------ Provided records
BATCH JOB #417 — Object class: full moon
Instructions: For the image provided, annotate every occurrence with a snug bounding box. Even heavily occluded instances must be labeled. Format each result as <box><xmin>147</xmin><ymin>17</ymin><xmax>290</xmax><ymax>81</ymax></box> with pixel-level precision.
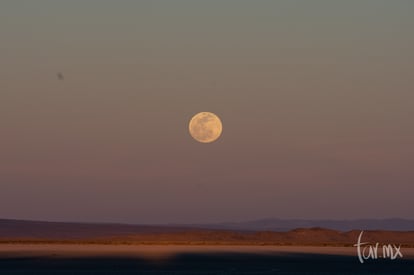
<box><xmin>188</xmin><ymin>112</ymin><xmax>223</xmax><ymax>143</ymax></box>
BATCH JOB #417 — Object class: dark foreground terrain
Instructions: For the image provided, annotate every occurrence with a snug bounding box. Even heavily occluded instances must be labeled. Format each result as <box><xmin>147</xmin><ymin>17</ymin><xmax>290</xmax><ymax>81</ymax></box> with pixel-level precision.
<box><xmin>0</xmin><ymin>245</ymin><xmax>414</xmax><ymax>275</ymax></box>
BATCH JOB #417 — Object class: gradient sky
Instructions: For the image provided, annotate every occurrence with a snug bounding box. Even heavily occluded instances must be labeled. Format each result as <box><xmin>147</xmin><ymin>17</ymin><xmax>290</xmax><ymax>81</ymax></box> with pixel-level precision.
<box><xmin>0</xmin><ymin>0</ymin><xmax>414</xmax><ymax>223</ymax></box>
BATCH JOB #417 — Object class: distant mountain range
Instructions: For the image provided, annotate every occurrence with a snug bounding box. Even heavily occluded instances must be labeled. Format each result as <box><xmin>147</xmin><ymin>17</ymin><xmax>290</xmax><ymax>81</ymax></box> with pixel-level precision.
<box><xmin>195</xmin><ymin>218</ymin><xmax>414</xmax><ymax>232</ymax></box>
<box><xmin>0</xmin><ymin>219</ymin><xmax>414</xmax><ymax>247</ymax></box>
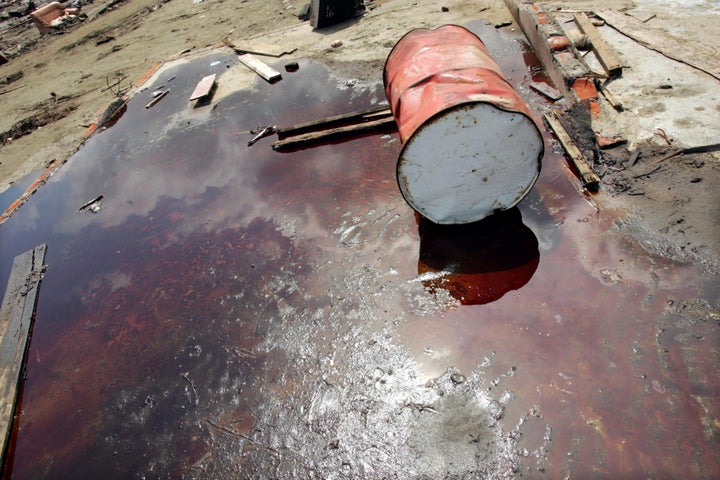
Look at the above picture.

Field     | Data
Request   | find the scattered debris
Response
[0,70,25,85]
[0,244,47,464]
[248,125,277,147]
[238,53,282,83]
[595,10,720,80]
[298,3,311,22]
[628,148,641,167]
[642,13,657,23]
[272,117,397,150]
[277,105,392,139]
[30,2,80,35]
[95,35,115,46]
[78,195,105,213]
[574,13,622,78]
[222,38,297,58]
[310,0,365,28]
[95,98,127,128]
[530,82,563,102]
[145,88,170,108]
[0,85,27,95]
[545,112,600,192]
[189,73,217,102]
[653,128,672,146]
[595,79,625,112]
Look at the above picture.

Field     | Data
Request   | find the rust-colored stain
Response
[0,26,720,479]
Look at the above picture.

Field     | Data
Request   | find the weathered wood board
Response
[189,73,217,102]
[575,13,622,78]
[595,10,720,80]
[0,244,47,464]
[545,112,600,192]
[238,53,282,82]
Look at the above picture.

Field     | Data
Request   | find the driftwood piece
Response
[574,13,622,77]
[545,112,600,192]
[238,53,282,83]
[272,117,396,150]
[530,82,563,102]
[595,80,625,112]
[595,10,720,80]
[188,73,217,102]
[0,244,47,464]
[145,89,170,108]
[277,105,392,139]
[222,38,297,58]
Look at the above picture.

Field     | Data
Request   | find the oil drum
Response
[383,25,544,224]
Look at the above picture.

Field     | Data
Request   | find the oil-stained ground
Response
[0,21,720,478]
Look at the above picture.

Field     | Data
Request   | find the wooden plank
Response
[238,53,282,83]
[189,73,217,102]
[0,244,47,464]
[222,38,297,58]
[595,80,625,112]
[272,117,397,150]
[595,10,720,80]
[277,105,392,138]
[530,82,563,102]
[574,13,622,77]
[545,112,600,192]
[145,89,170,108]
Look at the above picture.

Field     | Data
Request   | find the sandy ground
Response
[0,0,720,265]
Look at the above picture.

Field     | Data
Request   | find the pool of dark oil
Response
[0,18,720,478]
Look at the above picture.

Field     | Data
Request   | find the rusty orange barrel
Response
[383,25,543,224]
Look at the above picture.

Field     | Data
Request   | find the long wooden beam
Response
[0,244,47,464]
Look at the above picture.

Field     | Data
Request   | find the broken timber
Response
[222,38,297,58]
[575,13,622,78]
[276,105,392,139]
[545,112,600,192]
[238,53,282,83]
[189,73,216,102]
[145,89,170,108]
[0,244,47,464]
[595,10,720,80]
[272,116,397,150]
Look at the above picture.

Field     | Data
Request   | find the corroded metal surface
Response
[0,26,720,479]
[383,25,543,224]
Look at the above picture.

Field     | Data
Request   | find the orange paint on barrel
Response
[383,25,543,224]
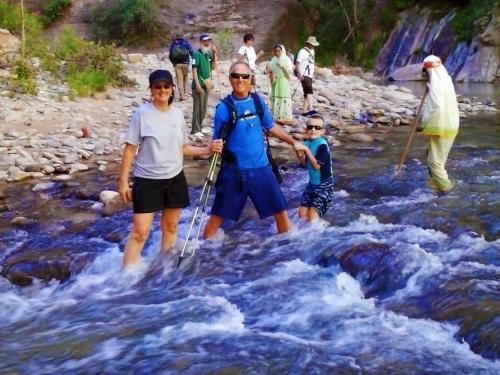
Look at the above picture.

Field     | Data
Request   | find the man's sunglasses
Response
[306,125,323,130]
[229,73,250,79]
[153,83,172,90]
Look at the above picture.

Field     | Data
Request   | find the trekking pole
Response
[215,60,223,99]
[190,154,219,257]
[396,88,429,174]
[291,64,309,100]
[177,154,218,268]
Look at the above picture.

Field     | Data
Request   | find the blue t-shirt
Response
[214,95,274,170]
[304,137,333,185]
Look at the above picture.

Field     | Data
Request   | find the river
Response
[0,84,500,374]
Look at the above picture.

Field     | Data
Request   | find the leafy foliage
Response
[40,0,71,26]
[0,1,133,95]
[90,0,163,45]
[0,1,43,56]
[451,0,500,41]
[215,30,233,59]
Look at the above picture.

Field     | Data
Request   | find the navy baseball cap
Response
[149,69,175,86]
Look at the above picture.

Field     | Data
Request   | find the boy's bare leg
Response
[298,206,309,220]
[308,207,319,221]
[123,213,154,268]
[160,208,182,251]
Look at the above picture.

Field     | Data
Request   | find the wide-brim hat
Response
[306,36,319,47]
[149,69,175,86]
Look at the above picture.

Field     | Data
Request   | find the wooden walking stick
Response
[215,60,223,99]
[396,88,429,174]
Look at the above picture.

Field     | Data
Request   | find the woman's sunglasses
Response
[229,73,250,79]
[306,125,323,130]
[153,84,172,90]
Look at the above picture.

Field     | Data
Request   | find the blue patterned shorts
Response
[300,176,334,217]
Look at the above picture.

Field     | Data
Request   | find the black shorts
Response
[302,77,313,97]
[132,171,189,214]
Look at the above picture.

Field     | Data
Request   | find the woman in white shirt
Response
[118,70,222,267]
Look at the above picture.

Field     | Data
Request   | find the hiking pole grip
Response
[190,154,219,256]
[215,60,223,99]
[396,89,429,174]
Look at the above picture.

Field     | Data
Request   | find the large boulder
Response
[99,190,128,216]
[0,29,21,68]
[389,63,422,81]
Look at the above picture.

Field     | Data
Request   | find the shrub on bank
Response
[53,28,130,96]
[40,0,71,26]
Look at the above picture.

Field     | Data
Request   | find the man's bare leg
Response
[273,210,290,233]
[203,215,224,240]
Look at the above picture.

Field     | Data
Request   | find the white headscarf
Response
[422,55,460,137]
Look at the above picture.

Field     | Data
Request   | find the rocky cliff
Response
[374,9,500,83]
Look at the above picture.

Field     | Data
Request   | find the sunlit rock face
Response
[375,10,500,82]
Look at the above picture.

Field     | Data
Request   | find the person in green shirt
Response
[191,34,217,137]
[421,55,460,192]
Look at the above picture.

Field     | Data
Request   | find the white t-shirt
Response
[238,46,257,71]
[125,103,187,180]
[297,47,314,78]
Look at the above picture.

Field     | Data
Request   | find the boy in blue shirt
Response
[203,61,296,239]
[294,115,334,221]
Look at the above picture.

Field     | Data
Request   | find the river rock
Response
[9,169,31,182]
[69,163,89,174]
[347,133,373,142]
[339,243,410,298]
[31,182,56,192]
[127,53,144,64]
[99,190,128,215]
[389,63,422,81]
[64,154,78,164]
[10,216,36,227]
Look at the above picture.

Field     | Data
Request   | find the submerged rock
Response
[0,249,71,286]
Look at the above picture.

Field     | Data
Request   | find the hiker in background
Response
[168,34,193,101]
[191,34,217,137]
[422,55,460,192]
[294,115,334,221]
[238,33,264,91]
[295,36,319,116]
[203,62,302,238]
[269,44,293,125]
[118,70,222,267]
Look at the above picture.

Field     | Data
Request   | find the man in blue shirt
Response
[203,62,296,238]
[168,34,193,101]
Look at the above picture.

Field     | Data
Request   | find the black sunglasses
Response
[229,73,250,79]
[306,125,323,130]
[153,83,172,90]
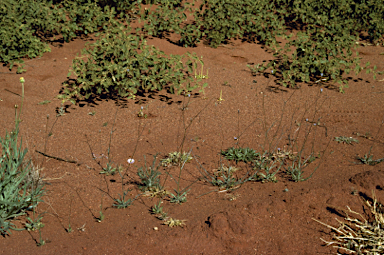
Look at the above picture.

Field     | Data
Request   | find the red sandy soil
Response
------------
------ Provided records
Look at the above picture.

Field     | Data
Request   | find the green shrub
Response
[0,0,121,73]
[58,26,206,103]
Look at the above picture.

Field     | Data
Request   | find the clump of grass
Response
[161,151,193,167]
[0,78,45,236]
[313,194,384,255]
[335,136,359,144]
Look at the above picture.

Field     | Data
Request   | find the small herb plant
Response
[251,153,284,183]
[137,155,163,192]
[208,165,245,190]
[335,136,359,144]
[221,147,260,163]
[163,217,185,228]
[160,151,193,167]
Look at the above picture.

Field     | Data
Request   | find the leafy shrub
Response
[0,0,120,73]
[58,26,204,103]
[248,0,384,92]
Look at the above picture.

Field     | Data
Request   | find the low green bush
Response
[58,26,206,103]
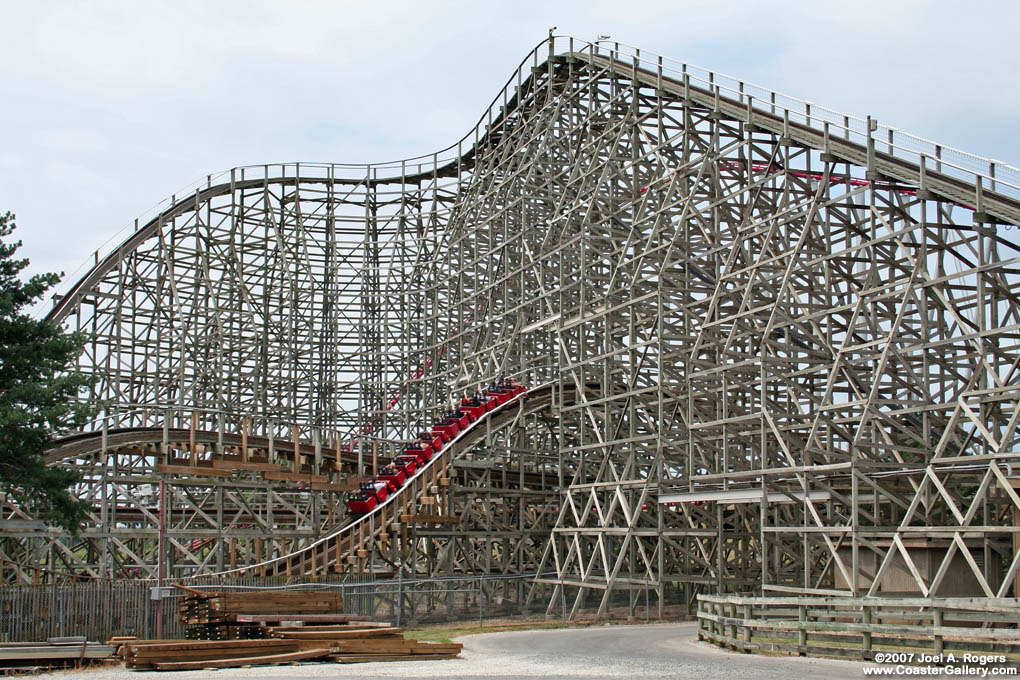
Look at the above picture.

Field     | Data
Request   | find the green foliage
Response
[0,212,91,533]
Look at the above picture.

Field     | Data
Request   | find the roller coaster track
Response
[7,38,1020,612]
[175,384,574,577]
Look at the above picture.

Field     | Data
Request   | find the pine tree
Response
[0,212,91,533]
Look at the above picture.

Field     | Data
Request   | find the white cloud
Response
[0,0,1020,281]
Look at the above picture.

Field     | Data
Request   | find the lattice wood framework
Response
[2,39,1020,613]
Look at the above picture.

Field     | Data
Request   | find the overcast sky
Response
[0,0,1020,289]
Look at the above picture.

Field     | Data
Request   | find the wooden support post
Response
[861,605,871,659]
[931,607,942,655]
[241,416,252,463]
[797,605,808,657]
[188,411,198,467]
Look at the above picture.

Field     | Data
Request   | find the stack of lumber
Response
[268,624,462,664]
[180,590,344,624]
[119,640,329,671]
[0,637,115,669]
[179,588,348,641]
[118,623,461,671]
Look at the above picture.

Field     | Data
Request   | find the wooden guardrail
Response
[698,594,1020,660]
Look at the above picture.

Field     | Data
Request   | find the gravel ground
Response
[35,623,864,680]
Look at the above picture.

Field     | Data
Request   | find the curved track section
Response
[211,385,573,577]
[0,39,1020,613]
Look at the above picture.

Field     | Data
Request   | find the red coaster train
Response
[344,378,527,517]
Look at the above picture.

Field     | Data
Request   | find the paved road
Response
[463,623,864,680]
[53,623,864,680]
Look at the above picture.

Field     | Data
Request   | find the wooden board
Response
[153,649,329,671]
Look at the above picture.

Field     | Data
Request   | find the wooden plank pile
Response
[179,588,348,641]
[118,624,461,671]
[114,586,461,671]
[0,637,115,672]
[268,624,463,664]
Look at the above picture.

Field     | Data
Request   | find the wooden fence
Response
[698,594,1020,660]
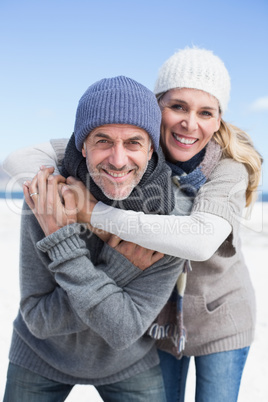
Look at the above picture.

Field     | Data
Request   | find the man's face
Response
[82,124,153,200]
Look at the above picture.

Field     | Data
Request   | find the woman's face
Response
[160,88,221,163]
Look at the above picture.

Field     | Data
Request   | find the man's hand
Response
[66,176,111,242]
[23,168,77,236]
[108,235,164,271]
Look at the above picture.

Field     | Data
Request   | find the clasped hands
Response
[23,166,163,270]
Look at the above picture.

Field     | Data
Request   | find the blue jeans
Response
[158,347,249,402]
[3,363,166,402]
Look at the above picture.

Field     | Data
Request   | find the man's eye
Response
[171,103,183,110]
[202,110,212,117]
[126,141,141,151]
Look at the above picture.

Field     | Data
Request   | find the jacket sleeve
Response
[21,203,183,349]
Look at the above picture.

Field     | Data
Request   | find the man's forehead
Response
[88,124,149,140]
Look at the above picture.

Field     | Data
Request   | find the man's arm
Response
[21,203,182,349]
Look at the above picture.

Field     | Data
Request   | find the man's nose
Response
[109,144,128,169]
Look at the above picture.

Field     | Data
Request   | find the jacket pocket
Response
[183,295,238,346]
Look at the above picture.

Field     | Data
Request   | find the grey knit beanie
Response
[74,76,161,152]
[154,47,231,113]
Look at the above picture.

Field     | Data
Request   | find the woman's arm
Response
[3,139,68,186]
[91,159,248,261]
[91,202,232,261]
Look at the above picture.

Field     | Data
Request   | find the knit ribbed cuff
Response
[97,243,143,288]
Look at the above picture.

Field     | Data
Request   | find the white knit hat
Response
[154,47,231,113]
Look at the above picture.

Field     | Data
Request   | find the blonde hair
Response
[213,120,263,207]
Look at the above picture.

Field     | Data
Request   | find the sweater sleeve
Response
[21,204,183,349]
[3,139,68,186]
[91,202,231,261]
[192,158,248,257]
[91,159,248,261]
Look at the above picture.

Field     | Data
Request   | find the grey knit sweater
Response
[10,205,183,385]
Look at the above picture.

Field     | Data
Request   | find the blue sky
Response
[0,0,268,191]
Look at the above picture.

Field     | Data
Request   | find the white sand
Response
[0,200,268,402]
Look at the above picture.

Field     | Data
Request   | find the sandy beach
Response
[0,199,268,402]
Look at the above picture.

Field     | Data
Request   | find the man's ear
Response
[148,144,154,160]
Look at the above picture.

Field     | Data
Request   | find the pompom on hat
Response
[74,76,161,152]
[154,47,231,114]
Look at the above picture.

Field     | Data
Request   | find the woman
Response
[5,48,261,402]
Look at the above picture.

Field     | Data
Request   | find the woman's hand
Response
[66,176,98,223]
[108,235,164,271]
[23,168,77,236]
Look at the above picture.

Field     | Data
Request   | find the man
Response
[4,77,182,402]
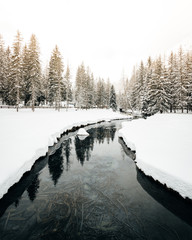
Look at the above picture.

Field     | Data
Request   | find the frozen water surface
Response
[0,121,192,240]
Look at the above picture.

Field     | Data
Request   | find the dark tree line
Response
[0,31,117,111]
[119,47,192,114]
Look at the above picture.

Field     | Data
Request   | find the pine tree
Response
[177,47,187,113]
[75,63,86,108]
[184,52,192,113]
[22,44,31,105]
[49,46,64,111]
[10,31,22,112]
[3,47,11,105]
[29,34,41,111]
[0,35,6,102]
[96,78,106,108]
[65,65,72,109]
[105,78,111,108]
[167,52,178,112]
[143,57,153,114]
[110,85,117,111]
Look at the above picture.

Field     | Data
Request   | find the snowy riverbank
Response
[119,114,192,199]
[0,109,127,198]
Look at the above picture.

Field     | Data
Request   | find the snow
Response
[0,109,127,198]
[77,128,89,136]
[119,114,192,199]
------------
> Problem details
Find each line in the rows above that contains the word "orange" and copy it in full. Case counts, so match uppercase and lowercase letters exactly.

> Complete answer
Request   | find the rusty orange barrel
Request   | find the orange paint on barrel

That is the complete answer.